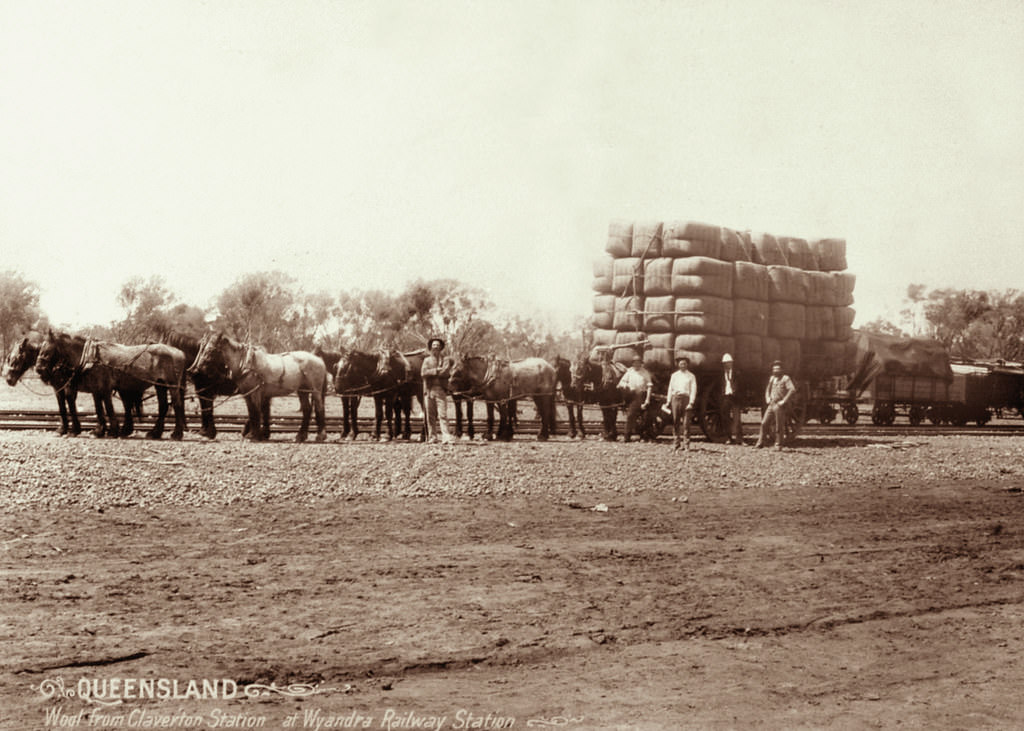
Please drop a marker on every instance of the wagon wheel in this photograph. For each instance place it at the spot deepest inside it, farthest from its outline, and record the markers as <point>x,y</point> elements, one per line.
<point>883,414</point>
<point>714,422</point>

------------------------------------

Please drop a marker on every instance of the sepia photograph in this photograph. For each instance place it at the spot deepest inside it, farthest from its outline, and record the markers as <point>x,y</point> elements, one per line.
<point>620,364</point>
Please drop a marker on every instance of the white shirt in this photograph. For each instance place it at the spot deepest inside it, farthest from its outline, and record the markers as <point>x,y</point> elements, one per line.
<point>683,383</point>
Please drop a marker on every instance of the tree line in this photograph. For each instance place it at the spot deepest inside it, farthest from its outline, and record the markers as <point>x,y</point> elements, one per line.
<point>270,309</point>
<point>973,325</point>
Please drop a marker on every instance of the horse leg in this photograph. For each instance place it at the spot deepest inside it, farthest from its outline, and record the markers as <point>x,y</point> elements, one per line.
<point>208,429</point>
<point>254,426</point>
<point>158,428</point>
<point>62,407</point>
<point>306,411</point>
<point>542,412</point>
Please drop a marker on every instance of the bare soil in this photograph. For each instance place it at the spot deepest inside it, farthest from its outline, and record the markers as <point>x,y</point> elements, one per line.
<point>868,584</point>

------------------------------------

What is needed
Give the entries as a numbered list, leaving out blank lines, covering only the stretch from the line containing "Please drop a marker on every instance of the wagon" through the line containing "<point>714,422</point>", both included.

Correct answer
1. Please drop a marker on every instance of the wagon wheel in this photograph. For each instance place it at the spot deepest inside it, farthest from its outline, and record the markers as <point>x,y</point> elements, one per line.
2. <point>883,414</point>
3. <point>714,422</point>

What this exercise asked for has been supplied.